• Given task 1:
Please return the passage of the audio encoding excerpt below from "BRIEF DESCRIPTION OF" to "segmental SNR.", copied word for word.
• Given task 2:
Translate this sentence from the audio encoding excerpt below into Spanish: "The first quality measure is associated with the first encoding algorithm."
• Given task 3:
Answer these questions using the audio encoding excerpt below:
(a) What does filter 2 reduce in the audio signal?
(b) What does FIG. 2 show?
(c) What does output 18 of the controller indicate?

• Document excerpt:
========================

BRIEF DESCRIPTION OF THE DRAWINGS
[0030] Embodiments of the present invention will be detailed
subsequently referring to the appended drawings, in which:
[0031] FIG. 1 shows a schematic view of an embodiment of an
apparatus for selecting one of a first encoding algorithm and a
second encoding algorithm;
[0032] FIG. 2 shows a schematic view of an embodiment of an
apparatus for encoding an audio signal;
[0033] FIG. 3 shows a schematic view of an embodiment of an
apparatus for selecting one of a first encoding algorithm and a
second encoding algorithm;
[0034] FIGS. 4a and 4b possible representations of SNR and
segmental SNR.
DETAILED DESCRIPTION OF THE INVENTION
[0035] In the following description, similar elements/steps in the
different drawings are referred to by the same reference signs. It
is to be noted that in the drawings features, such as signal
connections and the like, which are not necessitated in
understanding the invention have been omitted.
[0036] FIG. 1 shows an apparatus 10 for selecting one of a first
encoding algorithm, such as a TCX algorithm, and a second encoding
algorithm, such as an ACELP algorithm, as the encoder for encoding
a portion of an audio signal. The apparatus 10 comprises a first
estimator 12 for estimating a SNR or a segmental SNR of the portion
of the audio signal as first quality measure for the signal portion
is provided. The first quality measure is associated with the first
encoding algorithm. The apparatus 10 comprises a filter 2
configured to receive the audio signal, to reduce the amplitude of
harmonics in the audio signal and to output a filtered version of
the audio signal. The filter 2 may be internal to the first
estimator 12 as shown in FIG. 1 or may be external to the first
estimator 12. The first estimator 12 uses the filtered version of
the audio signal in estimating the first quality measure. In other
words, the first estimator 12 estimates a first quality measure
which the portion of the audio signal would have if encoded and
decoded using the first encoding algorithm, without actually
encoding and decoding the portion of the audio signal using the
first encoding algorithm. The apparatus 10 comprises a second
estimator 14 for estimating a second quality measure for the signal
portion. The second quality measure is associated with the second
encoding algorithm. In other words, the second estimator 14
estimates the second quality measure which the portion of the audio
signal would have if encoded and decoded using the second encoding
algorithm, without actually encoding and decoding the portion of
the audio signal using the second encoding algorithm. Moreover, the
apparatus 10 comprises a controller 16 for selecting the first
encoding algorithm or the second encoding algorithm based on a
comparison between the first quality measure and the second quality
measure. The controller may comprise an output 18 indicating the
selected encoding algorithm.

========================

• Data extract:
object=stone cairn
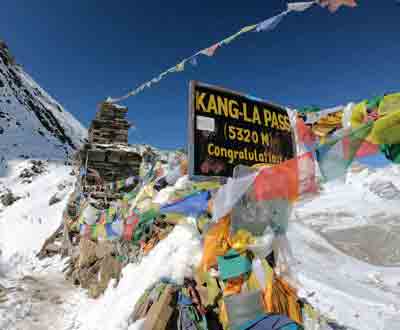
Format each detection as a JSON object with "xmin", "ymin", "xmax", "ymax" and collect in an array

========================

• Problem solution 1:
BRIEF DESCRIPTION OF THE DRAWINGS
[0030] Embodiments of the present invention will be detailed
subsequently referring to the appended drawings, in which:
[0031] FIG. 1 shows a schematic view of an embodiment of an
apparatus for selecting one of a first encoding algorithm and a
second encoding algorithm;
[0032] FIG. 2 shows a schematic view of an embodiment of an
apparatus for encoding an audio signal;
[0033] FIG. 3 shows a schematic view of an embodiment of an
apparatus for selecting one of a first encoding algorithm and a
second encoding algorithm;
[0034] FIGS. 4a and 4b possible representations of SNR and
segmental SNR.

• Problem solution 2:
La primera medida de calidad está asociada con el primer algoritmo de codificación.

• Problem solution 3:
(a) The amplitude of harmonics.
(b) A schematic view of an embodiment of an apparatus for encoding an audio signal.
(c) The selected encoding algorithm.